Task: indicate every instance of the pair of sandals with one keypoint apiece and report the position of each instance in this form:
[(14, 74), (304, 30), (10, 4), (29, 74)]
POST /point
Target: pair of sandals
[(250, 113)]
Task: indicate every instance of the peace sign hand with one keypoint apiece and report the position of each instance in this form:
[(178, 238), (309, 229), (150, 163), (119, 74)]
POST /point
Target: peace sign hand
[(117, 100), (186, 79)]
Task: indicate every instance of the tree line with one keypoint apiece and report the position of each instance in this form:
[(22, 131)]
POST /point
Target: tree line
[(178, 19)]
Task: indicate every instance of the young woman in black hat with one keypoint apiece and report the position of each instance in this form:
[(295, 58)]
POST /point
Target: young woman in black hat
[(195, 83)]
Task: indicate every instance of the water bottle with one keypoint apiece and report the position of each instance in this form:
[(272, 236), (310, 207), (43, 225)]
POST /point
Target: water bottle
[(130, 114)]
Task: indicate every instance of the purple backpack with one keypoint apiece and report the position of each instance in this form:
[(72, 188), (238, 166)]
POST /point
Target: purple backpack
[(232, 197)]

## Exercise instructions
Character for character, output the whole material above.

## Response
Task: indicate every instance of the pair of sandals with one keypoint apiece and report the position of each instance in this form:
[(14, 74), (304, 30), (10, 4), (29, 74)]
POST /point
Target: pair of sandals
[(250, 113)]
Task: indicate every instance of the peace sign hand with one keypoint apiece and report the position of each instance in this form:
[(178, 238), (309, 229), (150, 163), (119, 74)]
POST /point
Target: peace sign hand
[(117, 100), (186, 79)]
Task: indicate every instance of the tree line with one keypoint apiece and report the position of each instance in this form:
[(22, 131)]
POST /point
Target: tree line
[(178, 19)]
Task: indicate every instance of the young woman in black hat with one keypoint apiece and report the position of each instance in this form:
[(295, 58)]
POST /point
Target: young woman in black hat
[(195, 83)]
Task: indicate every instance of the water bottle with one keypoint apiece and report the position of each instance in this form:
[(272, 236), (310, 207), (43, 225)]
POST /point
Target: water bottle
[(130, 114)]
Task: indicate every instance of the purple backpack with one keypoint apiece and report the position of each instance in this form:
[(72, 188), (238, 166)]
POST /point
Target: purple backpack
[(232, 197)]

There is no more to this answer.